Of the records that follow, copy only the lines from the line containing "Target: man's hand reaching" to the line containing "Target: red baseball cap", both included, exactly as written.

————

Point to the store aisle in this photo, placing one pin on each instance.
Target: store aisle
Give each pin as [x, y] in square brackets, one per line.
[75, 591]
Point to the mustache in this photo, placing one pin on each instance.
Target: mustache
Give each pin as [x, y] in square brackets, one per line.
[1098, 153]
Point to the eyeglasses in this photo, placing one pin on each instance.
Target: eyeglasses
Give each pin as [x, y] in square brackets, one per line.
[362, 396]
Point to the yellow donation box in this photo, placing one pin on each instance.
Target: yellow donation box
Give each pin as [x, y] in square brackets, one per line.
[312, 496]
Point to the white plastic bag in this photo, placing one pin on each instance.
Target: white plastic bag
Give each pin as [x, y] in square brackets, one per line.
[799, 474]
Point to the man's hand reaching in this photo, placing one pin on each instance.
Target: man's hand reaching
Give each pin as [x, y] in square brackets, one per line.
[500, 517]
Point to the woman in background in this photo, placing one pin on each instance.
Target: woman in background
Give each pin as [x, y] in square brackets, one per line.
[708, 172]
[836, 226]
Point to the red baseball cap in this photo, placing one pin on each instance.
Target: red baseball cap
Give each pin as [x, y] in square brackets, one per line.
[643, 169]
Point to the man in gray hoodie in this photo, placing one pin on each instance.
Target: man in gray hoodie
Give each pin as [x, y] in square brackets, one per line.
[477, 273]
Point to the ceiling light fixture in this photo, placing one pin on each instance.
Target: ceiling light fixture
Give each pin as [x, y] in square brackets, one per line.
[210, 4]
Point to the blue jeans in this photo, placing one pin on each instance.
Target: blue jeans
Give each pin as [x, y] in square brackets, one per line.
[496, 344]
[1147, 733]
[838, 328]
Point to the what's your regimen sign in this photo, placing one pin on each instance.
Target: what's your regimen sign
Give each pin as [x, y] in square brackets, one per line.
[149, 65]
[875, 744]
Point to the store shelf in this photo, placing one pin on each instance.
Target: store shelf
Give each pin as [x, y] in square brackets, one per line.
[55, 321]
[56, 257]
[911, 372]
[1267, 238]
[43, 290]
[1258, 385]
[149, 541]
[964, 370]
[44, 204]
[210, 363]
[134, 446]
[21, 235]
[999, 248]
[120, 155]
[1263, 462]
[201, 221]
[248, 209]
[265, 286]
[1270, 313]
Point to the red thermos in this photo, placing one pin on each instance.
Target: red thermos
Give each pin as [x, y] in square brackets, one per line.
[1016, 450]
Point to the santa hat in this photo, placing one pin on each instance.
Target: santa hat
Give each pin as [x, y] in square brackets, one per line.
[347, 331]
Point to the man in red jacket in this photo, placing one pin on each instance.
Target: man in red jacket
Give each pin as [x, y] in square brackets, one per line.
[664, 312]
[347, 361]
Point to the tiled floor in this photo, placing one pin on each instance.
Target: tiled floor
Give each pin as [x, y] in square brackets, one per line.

————

▸ **Response to the exercise**:
Target: man's hand reaching
Give each pin as [x, y] in square brackets, one per line.
[500, 517]
Point to the woman in background in this photo, placing one pin on each instance.
Target: woman in background
Give each pin as [x, y] in square brackets, one per line.
[708, 172]
[836, 226]
Point to the red baseball cap in this photo, placing one pin on each instance.
Target: red baseball cap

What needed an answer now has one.